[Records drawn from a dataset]

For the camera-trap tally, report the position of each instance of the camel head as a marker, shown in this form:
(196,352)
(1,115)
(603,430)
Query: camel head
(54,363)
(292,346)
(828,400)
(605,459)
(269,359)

*WHAT THIS TASK INVOLVES:*
The records must be given again in full, exactly as they were written.

*RESPONSE:*
For the camera-trap tally, report the position of each instance of the camel head as a marker, shown in this form:
(196,352)
(1,115)
(603,430)
Query: camel head
(54,363)
(292,346)
(828,400)
(605,459)
(269,359)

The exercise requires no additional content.